__Named-object pointing records__.
• • •

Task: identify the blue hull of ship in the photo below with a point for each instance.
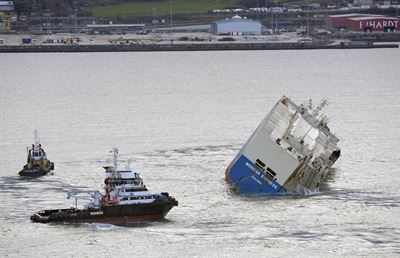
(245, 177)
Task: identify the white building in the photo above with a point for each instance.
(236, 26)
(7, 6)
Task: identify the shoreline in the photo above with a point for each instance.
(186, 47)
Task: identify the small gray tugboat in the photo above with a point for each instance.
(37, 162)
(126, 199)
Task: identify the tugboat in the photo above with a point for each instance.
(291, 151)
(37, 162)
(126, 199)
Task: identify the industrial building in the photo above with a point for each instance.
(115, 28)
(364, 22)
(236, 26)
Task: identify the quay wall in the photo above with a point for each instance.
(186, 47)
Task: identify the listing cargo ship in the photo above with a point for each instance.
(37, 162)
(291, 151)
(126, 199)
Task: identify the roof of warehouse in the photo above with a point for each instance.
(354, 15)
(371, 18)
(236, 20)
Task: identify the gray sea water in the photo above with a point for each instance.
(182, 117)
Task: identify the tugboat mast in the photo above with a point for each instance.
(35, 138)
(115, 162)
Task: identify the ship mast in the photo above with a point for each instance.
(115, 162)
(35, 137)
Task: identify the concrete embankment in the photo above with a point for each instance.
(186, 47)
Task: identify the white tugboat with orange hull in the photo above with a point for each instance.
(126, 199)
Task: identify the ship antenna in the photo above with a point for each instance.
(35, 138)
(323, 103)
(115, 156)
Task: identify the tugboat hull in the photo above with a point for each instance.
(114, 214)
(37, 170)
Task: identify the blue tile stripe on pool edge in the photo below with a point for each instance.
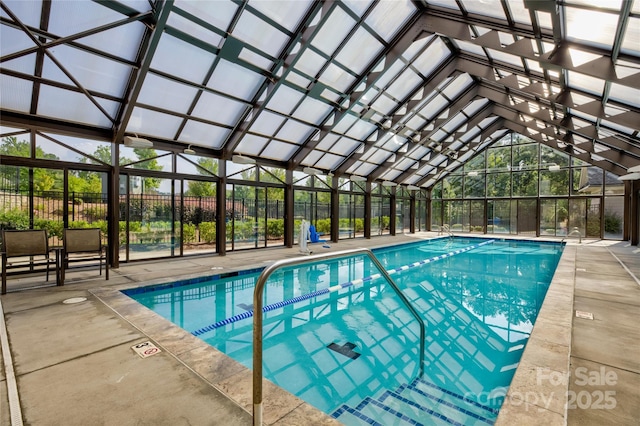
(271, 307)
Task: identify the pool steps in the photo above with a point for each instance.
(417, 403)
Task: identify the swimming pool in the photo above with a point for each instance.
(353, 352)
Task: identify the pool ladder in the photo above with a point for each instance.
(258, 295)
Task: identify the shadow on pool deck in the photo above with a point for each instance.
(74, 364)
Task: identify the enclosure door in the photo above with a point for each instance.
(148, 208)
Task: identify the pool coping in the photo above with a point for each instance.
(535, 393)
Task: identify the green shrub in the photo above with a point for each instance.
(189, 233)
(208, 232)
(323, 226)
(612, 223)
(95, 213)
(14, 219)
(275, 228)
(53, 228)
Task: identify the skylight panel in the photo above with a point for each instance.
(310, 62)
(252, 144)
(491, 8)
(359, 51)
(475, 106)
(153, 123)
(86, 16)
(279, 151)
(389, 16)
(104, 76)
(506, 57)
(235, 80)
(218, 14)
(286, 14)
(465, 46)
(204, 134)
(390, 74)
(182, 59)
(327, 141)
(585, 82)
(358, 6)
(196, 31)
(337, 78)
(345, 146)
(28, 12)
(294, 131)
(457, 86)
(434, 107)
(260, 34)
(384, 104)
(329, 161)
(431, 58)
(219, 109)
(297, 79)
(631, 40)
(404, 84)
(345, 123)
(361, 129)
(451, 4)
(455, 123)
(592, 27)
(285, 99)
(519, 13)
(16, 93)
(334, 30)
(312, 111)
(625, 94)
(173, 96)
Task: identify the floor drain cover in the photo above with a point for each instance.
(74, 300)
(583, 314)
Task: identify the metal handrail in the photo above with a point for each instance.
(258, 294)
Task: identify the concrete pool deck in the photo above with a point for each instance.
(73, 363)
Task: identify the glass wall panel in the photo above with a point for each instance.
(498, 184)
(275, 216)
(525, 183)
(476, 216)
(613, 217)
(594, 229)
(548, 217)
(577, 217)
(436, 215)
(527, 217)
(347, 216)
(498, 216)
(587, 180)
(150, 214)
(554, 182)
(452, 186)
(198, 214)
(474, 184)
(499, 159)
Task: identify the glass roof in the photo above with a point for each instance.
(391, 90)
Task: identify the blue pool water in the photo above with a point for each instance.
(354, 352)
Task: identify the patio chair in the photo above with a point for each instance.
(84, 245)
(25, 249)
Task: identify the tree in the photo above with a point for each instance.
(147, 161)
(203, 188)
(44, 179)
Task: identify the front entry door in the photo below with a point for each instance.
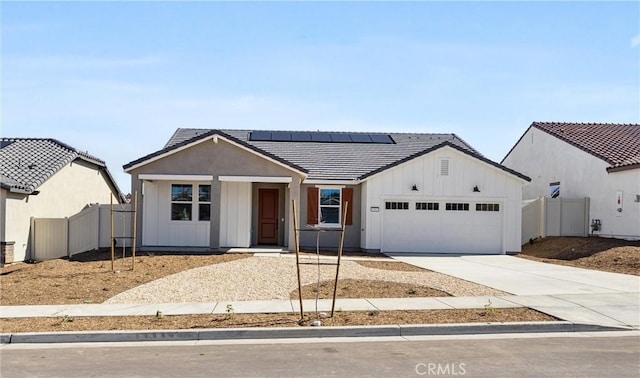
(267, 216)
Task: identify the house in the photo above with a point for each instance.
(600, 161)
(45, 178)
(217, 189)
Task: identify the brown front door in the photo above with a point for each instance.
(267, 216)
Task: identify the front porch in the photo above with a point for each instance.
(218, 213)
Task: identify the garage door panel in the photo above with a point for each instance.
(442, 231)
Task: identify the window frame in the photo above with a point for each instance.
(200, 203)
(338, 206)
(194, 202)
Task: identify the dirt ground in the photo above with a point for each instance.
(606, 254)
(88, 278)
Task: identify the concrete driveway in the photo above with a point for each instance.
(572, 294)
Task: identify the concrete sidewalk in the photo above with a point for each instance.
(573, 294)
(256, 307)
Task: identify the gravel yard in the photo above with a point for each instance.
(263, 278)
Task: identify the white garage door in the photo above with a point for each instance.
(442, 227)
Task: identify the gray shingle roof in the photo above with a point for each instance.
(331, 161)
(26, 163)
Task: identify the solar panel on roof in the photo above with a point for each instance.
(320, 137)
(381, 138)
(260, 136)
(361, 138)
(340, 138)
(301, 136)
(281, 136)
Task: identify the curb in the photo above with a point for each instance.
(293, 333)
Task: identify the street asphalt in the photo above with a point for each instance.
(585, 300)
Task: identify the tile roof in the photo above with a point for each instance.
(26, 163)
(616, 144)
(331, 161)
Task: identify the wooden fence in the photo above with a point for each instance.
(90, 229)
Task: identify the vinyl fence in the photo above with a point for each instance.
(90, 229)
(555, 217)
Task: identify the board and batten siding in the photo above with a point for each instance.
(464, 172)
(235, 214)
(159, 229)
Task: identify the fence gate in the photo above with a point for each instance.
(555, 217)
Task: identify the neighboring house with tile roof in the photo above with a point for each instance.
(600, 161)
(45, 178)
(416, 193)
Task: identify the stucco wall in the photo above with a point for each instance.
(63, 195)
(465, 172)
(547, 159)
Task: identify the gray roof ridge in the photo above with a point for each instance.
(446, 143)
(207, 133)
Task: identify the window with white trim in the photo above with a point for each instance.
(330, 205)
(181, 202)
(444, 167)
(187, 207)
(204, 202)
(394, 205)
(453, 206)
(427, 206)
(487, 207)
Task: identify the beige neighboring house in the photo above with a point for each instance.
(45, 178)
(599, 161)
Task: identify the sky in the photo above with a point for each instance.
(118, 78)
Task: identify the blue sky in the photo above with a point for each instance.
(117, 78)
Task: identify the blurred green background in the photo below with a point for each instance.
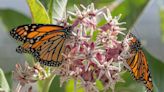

• • •

__Task to carry out__. Pictures don't belong in the copy. Restate all the entries exactly.

__Final result__.
Task: identify the blue hull of ship in the photo below with a point for each instance.
(245, 177)
Task: identify the white building in the photo above with a point for each instance.
(236, 26)
(7, 6)
Task: identify the shoreline in the photo above with a point for each instance.
(186, 47)
Task: identify the small gray tugboat in the photo above with a point for each instance.
(37, 162)
(126, 199)
Task: identify the tugboat in the photo above with a point for each instance.
(291, 151)
(37, 162)
(126, 199)
Task: identify the industrial building in the photo above with a point for each instance.
(115, 28)
(364, 22)
(236, 26)
Task: identify the quay wall in the photo above with a point for each instance.
(186, 47)
Task: identify the listing cargo ship in the photo above with a point for each instance.
(37, 162)
(291, 151)
(126, 199)
Task: identify the roof of warehouse in the photo above with a point for each instance.
(354, 15)
(371, 18)
(236, 20)
Task: identify the gray sea water in the photo above with a point for each instance.
(182, 117)
Task: identify the tugboat mast in the photo above with a point for each instance.
(35, 138)
(115, 162)
Task: identify the ship mast in the photo above with a point for each instance.
(115, 162)
(35, 137)
Task: identify the concrete embankment in the photo above with a point for each instance.
(186, 47)
Task: identify the white tugboat with orange hull in the photo above with a point for each instance.
(126, 199)
Task: identify the ship antenna in the photo above with a point for each instance.
(35, 138)
(323, 103)
(115, 156)
Task: identify the tugboat hull in the photo above with a point for each instance.
(114, 214)
(37, 170)
Task: identify the blue tile stripe on pool edge in the photo below with a point for each instance.
(271, 307)
Task: identify the pool steps in the photo above with a point for each instance.
(417, 403)
Task: identify the swimming pool in the photo above with a point for each instance.
(353, 352)
Task: identify the pool ladder in the photo above with a point for each instance.
(258, 295)
Task: identify the shadow on pool deck in the photo above with a point for each instance.
(74, 364)
Task: identify the enclosure door in the photo above with a point for each instance.
(148, 208)
Task: identify the pool coping in the photo above with a point for each instance.
(535, 393)
Task: identify the green shrub in the photo above with a point for each instance.
(189, 233)
(208, 232)
(323, 226)
(612, 223)
(95, 213)
(14, 219)
(275, 228)
(53, 228)
Task: identify the skylight panel in the photo above with a point for each instance.
(310, 62)
(252, 144)
(491, 8)
(359, 51)
(475, 106)
(153, 123)
(86, 16)
(279, 151)
(389, 16)
(104, 76)
(506, 57)
(235, 80)
(218, 14)
(286, 14)
(465, 46)
(204, 134)
(390, 74)
(182, 59)
(327, 141)
(585, 82)
(358, 6)
(196, 31)
(337, 78)
(345, 146)
(28, 12)
(294, 131)
(457, 86)
(434, 107)
(260, 34)
(384, 104)
(329, 161)
(431, 58)
(219, 109)
(297, 79)
(631, 40)
(404, 84)
(345, 123)
(361, 129)
(451, 4)
(455, 123)
(592, 27)
(285, 99)
(519, 13)
(16, 93)
(334, 30)
(312, 111)
(625, 94)
(173, 96)
Task: identify the floor drain cover in the photo above with a point for each instance.
(74, 300)
(583, 314)
Task: identify the metal handrail in the photo above with a point for each instance.
(258, 294)
Task: identify the concrete pool deck in the photo above with a point for each instance.
(73, 363)
Task: identify the glass wall panel in the photo above with a point for each instance.
(498, 184)
(275, 216)
(525, 183)
(476, 216)
(613, 217)
(594, 229)
(548, 217)
(577, 217)
(436, 215)
(527, 217)
(347, 216)
(498, 216)
(587, 180)
(150, 214)
(554, 182)
(452, 186)
(198, 214)
(474, 184)
(499, 159)
Task: identify the glass roof in the photo above with a point for each instance.
(391, 90)
Task: identify the blue pool water in the photo above with a point for each instance.
(354, 352)
Task: identify the patio chair in the photo above with a point for each instance.
(84, 245)
(25, 249)
Task: identify the tree in the photo above with a point for each instance.
(147, 161)
(203, 188)
(44, 179)
Task: identify the front entry door in the photo below with a point for each instance.
(267, 216)
Task: identify the house in the photo above with a point for each instance.
(600, 161)
(45, 178)
(217, 189)
Task: identify the brown front door in the photo above with a point for each instance.
(267, 216)
Task: identify the front porch in the photo above with a point for each instance.
(218, 213)
Task: identify the garage door panel in the photo above with a point for each instance.
(442, 231)
Task: identify the window frame in the photo above with a point for each instance.
(200, 203)
(338, 206)
(194, 202)
Task: identify the dirt ground in the photo above with a point for each instance.
(606, 254)
(88, 278)
Task: identify the concrete driveway in the photo above with a point for each instance.
(572, 294)
Task: identify the concrete sidewalk in the photo above with a point for each instance.
(573, 294)
(256, 307)
Task: identify the gravel yard in the photo above with a point for each instance.
(263, 278)
Task: identify the white garage door in the photo above with a point for each instance.
(442, 227)
Task: identify the gray shingle roof in the photo above with a point for each instance.
(331, 161)
(26, 163)
Task: identify the solar panel on roof in the photo above with a point for each instance.
(320, 137)
(381, 138)
(260, 136)
(361, 138)
(340, 138)
(301, 136)
(281, 136)
Task: identify the curb in the photo above with a point for each instance.
(293, 333)
Task: identify the street asphalt in the photo above with a point for each instance.
(585, 300)
Task: identify the tile roof in the photo above with a point for each instance.
(26, 163)
(616, 144)
(331, 161)
Task: identify the wooden fence in the photo above with a point for each instance.
(90, 229)
Task: identify the vinyl fence in the photo above with a point for each instance.
(90, 229)
(555, 217)
Task: identify the board and batten siding in the photo above with a point for each instance.
(464, 172)
(235, 214)
(159, 229)
Task: identify the fence gate in the photo above with a point for each instance.
(555, 217)
Task: identify the neighboring house with tile roof in the photo above with a point for each instance.
(600, 161)
(45, 178)
(416, 193)
Task: identify the stucco wall in the photo above with a point for each instance.
(63, 195)
(465, 172)
(547, 159)
Task: identify the gray roof ridge in the photo above with a point for each instance.
(446, 143)
(207, 133)
Task: identify the window with white trim in the photo above with a point for each instance.
(330, 205)
(181, 202)
(444, 167)
(187, 207)
(204, 202)
(394, 205)
(453, 206)
(427, 206)
(487, 207)
Task: identify the beige neighboring house in the photo above with a point for each instance.
(45, 178)
(599, 161)
Task: identify the sky in the photo above with a point for each instance.
(118, 78)
Task: identify the blue sky in the photo above with a point for each instance.
(117, 78)
Task: identify the blurred green background in the photo below with a point for each instance.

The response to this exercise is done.